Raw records
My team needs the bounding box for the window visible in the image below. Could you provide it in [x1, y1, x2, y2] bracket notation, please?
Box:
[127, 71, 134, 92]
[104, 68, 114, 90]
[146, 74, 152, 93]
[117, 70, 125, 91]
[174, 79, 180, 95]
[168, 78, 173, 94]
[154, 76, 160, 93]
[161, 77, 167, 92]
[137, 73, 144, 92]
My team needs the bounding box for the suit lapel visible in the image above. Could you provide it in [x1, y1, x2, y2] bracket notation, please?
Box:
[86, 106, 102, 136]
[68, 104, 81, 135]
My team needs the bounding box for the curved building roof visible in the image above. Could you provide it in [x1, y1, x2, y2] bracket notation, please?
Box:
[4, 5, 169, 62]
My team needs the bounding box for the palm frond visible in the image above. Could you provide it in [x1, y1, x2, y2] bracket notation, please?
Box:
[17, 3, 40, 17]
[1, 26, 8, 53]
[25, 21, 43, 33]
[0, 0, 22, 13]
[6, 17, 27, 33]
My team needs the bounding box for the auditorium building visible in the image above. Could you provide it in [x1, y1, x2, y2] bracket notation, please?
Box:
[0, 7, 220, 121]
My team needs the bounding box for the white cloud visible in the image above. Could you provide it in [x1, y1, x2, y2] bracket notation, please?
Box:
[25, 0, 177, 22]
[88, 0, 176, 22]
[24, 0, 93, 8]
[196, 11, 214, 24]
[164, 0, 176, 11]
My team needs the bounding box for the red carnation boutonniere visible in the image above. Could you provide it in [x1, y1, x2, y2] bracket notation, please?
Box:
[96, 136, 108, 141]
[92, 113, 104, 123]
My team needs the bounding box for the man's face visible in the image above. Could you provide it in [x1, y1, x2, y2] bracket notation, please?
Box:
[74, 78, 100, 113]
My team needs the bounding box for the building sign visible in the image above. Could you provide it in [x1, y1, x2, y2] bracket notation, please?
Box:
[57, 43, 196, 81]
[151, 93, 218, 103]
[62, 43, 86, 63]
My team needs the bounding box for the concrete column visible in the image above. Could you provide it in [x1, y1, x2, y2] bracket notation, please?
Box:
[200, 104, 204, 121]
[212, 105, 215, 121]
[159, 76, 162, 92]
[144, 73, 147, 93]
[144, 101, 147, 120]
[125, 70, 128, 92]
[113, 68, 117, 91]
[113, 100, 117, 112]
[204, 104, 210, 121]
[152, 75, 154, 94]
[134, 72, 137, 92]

■ SHORT TASK
From the entries above, pull out each line that contains the string "sign".

■ TASK RESPONSE
My team needs the bounding box for the building sign visible in the image above. Could you provide it in [x1, y1, x2, y2] bracket notation, please?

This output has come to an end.